- **TEXTO**:
====================

A polêmica do celetista no serviço público

“Ninguém discute a questão, por exemplo, do poder de polícia. Agora, a decisão do STF, do ano passado, que validou a Reforma Administrativa de 1998, permitiria, por exemplo, instituir um regime temporário, celetista, em áreas de função de polícia. Isso é bom para o país?

Não me parece uma coisa desejável. Estamos utilizando o tempo prolongado para a publicação do acórdão do STF para clarear a atitude do governo em relação ao futuro. Isso não alcança o passado.

Algumas discussões nós achamos que não nos interessa fazer, pois são muito negativas. Exemplo: carreiras típicas de Estado. Nós não queremos fazer essa discussão. Por quê? Porque têm países no mundo que até fiscal do Imposto de Renda é para ser privatizado. A dualidade dos regimes, em vários países europeus, permanece.

E precisamos dar dois passinhos atrás: não podemos esquecer que somos um país onde o clientelismo, o patrimonialismo e o nepotismo estão ainda fortes e dominantes, em vários Poderes, em várias áreas.

Se você retira a proteção mais dura que o regime estatutário proporciona, você abre caminho também para o retorno do clientelismo deslavado. Nós estamos vendo isso aí todo dia, e nos estados e municípios, esse fenômeno é muito mais comum.

A Constituinte definiu um Regime Jurídico Único, que não precisava ser estatutário. Em alguns municípios, todo mundo é celetista. Então, uma flexibilização descontrolada também não parece uma boa solução.

====================

- **MATERIAL DE ORIGEM**:
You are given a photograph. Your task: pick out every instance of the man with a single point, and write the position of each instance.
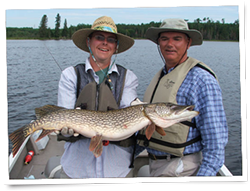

====================

- **TAREFA 1**:
De acordo com o texto, que regime a Constituinte definiu?
- **TAREFA 2**:
Reproduza literalmente o trecho do texto que se inicia em "A polêmica do" e prossegue até "países europeus, permanece.".
As linhas não desempenham papel algum nesta atividade.

- **SUA RESPOSTA 1**:
Um Regime Jurídico Único, que não precisava ser estatutário.

- **SUA RESPOSTA 2**:
A polêmica do celetista no serviço público

“Ninguém discute a questão, por exemplo, do poder de polícia. Agora, a decisão do STF, do ano passado, que validou a Reforma Administrativa de 1998, permitiria, por exemplo, instituir um regime temporário, celetista, em áreas de função de polícia. Isso é bom para o país?

Não me parece uma coisa desejável. Estamos utilizando o tempo prolongado para a publicação do acórdão do STF para clarear a atitude do governo em relação ao futuro. Isso não alcança o passado.

Algumas discussões nós achamos que não nos interessa fazer, pois são muito negativas. Exemplo: carreiras típicas de Estado. Nós não queremos fazer essa discussão. Por quê? Porque têm países no mundo que até fiscal do Imposto de Renda é para ser privatizado. A dualidade dos regimes, em vários países europeus, permanece.